[[ SUPPLIED INFORMATION open ]]

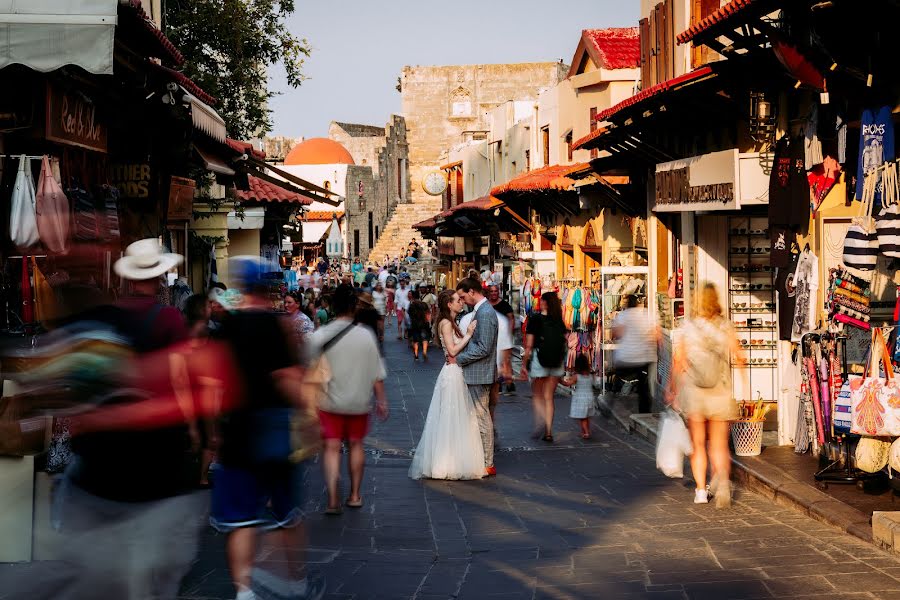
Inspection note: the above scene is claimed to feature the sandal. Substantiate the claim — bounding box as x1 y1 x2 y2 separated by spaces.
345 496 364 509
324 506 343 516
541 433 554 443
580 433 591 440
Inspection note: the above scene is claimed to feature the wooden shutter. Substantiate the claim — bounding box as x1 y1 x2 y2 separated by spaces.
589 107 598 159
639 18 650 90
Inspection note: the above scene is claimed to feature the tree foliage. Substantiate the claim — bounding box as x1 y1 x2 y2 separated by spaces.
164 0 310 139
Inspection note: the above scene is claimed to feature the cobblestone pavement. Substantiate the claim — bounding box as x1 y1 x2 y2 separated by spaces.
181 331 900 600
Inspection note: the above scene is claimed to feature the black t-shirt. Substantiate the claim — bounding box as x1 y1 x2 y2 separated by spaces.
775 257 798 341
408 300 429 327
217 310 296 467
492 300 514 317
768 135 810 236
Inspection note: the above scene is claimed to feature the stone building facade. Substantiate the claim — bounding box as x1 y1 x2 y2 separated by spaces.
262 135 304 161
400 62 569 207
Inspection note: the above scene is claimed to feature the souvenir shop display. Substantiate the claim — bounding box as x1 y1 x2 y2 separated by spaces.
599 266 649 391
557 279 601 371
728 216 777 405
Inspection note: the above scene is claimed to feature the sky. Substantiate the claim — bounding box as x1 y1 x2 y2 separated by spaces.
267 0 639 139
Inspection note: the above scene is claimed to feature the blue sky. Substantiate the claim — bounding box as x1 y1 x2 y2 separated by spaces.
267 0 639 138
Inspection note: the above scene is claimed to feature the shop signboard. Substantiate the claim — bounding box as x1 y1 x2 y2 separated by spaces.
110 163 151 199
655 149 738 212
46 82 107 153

[[ SUPPLIED INFORMATION closed ]]

**WHAT IS BEING ASKED**
All lines from the one containing "Inspection note: the above scene is claimed to feature the sky." through the end of the listing above are to be restated word for word, and no others.

**ANSWER TO THIS PROBLEM**
Inspection note: the above scene is claimed to feature the sky. Substantiate the claim — bounding box as x1 y1 x2 y2 separated by spaces.
267 0 639 139
Inspection note: the above scene is claimed to feature the blue sky. Substantiate the claim — bounding box as x1 y1 x2 y2 separated by spaces.
267 0 639 138
Inspection note: the above scene is claimed to feature the shop signboard. Substantiate the claim — bounding box as x1 y1 x2 y2 separated by spaces.
110 163 151 199
655 149 738 212
46 82 107 153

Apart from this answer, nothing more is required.